══ Texto fornecido ══

Minha paixão por óperas começou de maneira inusitada. Meu chefe no mercado financeiro saiu para fazer MBA e eu fui promovida. Nosso trabalho era fazer parcerias com gerentes de bancos suíços. Pois bem, meu antecessor costumava levar esses gringos em lugares pitorescos da cidade de São Paulo onde eles podiam apreciar dançarinas com bastante melanina e pouco pano. Sem poder continuar oferecendo o mesmo tipo de entretenimento aos viajantes, eu tive a brilhante ideia de convidá-los para assistir Turandot, no Teatro Municipal.

Claro que só eu achei a ideia brilhante. Faltou volume no Nessun dorma para que os gringos não pegassem no sono de tédio ao lado da branquela aqui. Rapidamente mudei de estratégia e passei a levar os visitantes a jogos de futebol. Ufa! Coxas de homens correndo atrás de uma bola mais os meus conhecimentos sobre a regra do impedimento salvaram meu emprego.

Mas o encantamento por ópera permaneceu. A minha preferida é também uma das mais populares, Carmen, de Bizet, que escandalizou Paris no seu debut em 1875. Sou fascinada pela história do ingênuo soldado Don José, seduzido pela vigarista cigana que por sua vez prefere o glamuroso toureiro Escamillo.

E ninguém interpretou a Habanera melhor que Maria Callas, La Divina.

L’amour est enfant de Bohême
Il n’a jamais, jamais connu de loi
Si tu ne m’aime pas, je t’aime
Si je t’aime, prend garde à toi!

Algo como: O amor é filho da boêmia (ou seja, um fdp) que nunca segue as leis. Se você não me ama, eu te amo. Se eu te amo, fica esperto aê!

Mas, apesar de ser a intérprete mais famosa da ária, Callas nunca atuou como Carmen nos palcos. Isso porque, insegura e perfeccionista, La Divina acreditava que os seus tornozelos não estavam a altura da personagem.

Como assim, os tornozelos? Eu explico.

Maria Anna Cecilia Sofia Kalogeropoulos (sobrenome que foi resumido para Kalos antes de virar Callas) nasceu em Manhattan em 1923, filha de imigrantes gregos. Quando tinha 14 anos, a mãe brigou com o pai, pegou as duas filhas e se mandou de volta para Atenas.

Durante a Segunda Guerra, Maria teve uma juventude difícil. Sem transporte público andava muitos quilômetros para ir diariamente da sua casa até o conservatório, onde chegava a ensaiar mais de 10 horas por dia, muitas vezes sem comer. Enquanto isso, sua mãe tentava empurrar ela e a irmã para cima dos soldados, para que conseguissem alimentos ou dinheiro.

═══
══ Dados de origem ══

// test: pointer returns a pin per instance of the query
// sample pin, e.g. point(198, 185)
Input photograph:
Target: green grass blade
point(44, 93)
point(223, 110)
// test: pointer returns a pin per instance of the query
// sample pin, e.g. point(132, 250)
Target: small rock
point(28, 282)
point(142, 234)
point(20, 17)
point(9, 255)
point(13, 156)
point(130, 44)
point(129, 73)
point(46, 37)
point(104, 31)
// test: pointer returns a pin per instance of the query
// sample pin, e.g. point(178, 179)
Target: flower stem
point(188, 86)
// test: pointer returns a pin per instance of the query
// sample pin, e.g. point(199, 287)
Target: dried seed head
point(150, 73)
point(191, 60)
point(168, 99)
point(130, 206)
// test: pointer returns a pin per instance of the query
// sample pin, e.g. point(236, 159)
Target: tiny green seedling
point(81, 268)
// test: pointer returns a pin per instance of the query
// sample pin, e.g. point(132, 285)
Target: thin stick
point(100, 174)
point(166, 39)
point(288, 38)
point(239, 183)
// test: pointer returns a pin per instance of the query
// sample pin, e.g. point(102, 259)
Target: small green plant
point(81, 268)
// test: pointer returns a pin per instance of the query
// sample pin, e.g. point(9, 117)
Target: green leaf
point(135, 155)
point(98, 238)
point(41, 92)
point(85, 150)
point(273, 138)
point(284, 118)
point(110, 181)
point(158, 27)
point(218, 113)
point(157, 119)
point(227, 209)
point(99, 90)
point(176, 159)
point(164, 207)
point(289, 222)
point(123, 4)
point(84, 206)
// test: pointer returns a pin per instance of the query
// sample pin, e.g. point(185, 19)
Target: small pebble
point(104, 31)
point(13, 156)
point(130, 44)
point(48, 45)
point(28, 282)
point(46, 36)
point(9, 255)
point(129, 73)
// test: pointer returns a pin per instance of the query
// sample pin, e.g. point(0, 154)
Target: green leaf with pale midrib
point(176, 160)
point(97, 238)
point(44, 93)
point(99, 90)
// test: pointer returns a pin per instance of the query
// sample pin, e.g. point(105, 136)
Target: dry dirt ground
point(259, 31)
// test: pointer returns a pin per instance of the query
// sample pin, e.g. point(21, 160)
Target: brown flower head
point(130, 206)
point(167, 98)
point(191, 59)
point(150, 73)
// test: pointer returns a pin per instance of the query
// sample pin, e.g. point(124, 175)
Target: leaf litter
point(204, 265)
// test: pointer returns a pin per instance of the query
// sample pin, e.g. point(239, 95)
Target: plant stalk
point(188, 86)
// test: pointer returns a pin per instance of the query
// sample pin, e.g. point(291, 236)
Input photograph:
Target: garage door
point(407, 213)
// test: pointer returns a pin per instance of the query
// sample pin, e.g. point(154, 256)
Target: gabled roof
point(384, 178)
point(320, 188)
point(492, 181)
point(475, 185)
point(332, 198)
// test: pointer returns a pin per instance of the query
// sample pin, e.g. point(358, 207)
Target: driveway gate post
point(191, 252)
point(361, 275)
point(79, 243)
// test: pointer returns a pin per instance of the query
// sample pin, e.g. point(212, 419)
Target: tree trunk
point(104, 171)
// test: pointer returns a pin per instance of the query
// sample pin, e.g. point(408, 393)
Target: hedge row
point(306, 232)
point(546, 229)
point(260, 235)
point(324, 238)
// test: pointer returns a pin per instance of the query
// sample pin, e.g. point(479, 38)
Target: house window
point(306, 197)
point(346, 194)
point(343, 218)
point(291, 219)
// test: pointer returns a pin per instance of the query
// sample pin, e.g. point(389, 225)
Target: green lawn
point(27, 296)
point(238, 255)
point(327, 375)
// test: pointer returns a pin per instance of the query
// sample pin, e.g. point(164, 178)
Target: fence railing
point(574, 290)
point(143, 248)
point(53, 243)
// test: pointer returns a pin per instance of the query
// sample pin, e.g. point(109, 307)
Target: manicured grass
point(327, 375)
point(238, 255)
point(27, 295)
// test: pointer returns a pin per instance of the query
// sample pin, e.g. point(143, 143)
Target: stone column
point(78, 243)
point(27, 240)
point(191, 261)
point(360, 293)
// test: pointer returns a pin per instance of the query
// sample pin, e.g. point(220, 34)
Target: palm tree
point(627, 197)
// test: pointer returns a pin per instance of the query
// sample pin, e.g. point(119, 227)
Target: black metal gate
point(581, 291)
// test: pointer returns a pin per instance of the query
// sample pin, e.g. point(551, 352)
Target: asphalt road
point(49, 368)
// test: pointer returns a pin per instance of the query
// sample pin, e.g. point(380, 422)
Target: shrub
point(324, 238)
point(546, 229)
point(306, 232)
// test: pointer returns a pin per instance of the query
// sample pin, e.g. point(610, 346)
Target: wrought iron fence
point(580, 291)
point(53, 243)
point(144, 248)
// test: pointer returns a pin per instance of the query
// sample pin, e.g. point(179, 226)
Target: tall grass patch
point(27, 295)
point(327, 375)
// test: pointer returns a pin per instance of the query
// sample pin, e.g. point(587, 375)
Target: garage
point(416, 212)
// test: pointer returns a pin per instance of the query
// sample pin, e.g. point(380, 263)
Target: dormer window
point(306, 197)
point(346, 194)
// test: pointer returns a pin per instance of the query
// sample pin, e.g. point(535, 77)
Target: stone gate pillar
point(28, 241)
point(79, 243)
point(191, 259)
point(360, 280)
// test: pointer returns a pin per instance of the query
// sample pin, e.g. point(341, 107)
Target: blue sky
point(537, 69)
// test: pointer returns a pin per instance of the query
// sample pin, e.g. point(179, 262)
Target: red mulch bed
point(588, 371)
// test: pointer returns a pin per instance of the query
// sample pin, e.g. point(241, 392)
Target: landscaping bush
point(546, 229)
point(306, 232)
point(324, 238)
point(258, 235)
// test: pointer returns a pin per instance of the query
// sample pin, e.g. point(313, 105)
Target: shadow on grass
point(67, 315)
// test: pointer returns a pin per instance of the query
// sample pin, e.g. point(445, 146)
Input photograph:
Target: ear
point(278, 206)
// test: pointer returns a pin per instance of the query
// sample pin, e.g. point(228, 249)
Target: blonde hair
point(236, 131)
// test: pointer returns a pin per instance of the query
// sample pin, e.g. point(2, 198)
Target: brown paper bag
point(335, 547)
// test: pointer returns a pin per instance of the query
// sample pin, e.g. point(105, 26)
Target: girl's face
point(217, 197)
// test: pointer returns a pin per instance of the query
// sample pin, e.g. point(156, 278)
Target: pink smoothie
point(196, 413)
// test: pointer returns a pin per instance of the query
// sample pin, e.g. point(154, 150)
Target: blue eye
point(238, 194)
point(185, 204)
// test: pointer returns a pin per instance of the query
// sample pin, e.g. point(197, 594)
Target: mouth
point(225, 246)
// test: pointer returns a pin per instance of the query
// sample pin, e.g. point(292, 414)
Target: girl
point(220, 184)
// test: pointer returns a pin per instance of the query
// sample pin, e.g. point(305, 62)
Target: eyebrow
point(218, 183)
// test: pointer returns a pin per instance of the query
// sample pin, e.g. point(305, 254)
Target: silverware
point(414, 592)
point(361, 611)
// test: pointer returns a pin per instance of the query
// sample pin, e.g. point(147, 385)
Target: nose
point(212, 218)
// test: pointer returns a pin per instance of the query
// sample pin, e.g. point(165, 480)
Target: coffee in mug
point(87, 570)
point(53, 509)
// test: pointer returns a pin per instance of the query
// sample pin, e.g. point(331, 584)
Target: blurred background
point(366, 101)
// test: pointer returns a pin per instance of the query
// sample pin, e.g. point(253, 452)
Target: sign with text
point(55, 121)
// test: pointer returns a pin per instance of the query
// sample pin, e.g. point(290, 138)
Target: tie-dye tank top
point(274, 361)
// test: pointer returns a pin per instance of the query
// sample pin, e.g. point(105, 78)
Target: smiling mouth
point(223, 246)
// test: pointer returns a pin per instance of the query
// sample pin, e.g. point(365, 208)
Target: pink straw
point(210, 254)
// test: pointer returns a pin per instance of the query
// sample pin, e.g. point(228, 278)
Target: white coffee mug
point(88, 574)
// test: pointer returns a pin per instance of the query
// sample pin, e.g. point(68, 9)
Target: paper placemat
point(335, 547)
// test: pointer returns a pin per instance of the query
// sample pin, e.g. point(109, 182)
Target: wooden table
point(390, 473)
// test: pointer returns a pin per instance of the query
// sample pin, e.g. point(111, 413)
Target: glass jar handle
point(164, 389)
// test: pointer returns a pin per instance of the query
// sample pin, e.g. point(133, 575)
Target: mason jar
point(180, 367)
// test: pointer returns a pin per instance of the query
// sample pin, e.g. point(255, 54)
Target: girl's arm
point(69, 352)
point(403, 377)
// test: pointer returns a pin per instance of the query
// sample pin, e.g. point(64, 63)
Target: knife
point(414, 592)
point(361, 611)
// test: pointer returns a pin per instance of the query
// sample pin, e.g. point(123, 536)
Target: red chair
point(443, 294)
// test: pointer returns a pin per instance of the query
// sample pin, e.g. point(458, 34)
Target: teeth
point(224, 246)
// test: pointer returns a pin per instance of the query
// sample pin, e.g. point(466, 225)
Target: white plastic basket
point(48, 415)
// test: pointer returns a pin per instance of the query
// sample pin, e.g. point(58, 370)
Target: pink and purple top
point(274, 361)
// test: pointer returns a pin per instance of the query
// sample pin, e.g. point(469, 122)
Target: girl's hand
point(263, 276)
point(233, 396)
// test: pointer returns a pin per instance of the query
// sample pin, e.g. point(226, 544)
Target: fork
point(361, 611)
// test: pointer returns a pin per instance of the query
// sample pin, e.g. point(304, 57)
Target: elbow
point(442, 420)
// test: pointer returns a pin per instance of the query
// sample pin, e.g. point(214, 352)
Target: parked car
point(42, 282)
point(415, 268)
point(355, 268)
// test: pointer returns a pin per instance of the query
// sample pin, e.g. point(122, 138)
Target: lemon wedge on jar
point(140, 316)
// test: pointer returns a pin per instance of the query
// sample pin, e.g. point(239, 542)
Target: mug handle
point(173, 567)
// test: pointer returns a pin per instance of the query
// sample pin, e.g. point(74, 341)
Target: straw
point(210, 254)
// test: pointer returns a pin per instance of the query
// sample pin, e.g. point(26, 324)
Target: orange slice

═══

=== Verifique sua compreensão ===
1 - Diga se cada afirmação abaixo está de acordo com o texto fornecido, respondendo sim ou não e citando literalmente as palavras do texto que decidem a questão. (a) A ópera preferida de quem escreve é Carmen, de Bizet. (b) Maria Callas interpretou Carmen nos palcos. (c) Maria Callas nasceu em Atenas.
2 - Segundo o texto fornecido, para onde a mãe de Maria levou as duas filhas quando Maria tinha 14 anos?

=== Respostas do exercício ===
1 -
(a) Sim: "A minha preferida é também uma das mais populares, Carmen, de Bizet".
(b) Não: "Callas nunca atuou como Carmen nos palcos."
(c) Não: "nasceu em Manhattan em 1923".

2 - De volta para Atenas.